EXERCISE INSTRUCTIONS -
Copy out only the lines of the records from the line with "Target | blue t-shirt" through the end of the records, both ends included and requests kept as they are. Scale every coordinate in the answers by 1.2, rounding to whole numbers with halves rounded up.

ROWS -
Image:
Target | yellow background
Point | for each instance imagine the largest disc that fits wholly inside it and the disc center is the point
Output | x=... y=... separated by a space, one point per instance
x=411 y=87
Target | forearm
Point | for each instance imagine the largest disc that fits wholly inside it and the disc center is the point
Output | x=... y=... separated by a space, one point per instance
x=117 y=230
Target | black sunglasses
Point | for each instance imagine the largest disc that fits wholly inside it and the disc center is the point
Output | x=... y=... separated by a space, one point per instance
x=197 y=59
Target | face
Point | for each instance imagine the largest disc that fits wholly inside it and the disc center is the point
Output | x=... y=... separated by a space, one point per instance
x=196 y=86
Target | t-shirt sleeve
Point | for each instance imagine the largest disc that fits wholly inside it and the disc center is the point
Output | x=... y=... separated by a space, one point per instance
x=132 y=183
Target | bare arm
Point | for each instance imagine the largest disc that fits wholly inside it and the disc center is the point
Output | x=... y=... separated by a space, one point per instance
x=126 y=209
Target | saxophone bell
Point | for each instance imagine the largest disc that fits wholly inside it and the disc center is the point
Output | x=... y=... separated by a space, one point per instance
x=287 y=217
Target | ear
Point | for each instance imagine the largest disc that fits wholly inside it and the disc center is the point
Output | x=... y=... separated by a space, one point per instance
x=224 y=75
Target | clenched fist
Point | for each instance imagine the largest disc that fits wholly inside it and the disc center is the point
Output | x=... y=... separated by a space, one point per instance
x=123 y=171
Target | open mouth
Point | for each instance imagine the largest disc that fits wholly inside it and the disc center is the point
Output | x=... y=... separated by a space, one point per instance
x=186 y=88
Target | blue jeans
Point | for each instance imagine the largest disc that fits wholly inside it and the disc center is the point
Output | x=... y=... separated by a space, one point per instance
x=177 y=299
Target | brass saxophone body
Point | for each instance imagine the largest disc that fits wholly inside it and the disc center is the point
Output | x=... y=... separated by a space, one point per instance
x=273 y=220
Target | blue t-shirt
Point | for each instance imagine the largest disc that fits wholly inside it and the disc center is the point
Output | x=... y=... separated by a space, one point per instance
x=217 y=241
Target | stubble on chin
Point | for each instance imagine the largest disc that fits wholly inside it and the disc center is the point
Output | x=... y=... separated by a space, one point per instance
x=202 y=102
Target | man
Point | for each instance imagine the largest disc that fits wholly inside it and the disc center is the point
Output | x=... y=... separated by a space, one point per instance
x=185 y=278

SOLUTION TO THIS EXERCISE -
Target | blue t-shirt
Point | for each instance imagine the largest disc that fits wholly inside it and the disc center is the point
Output | x=... y=... separated by a space, one point per instance
x=260 y=289
Target | stubble on chin
Point | for each instance imagine the largest disc that fits wholly inside it and the disc center is the point
Output | x=... y=... separated by a space, one point per instance
x=242 y=122
Target | man
Point | for each instance imagine the largest disc that fits wholly inside it and the disc center is the point
Output | x=... y=... separated by a space, one point per instance
x=222 y=334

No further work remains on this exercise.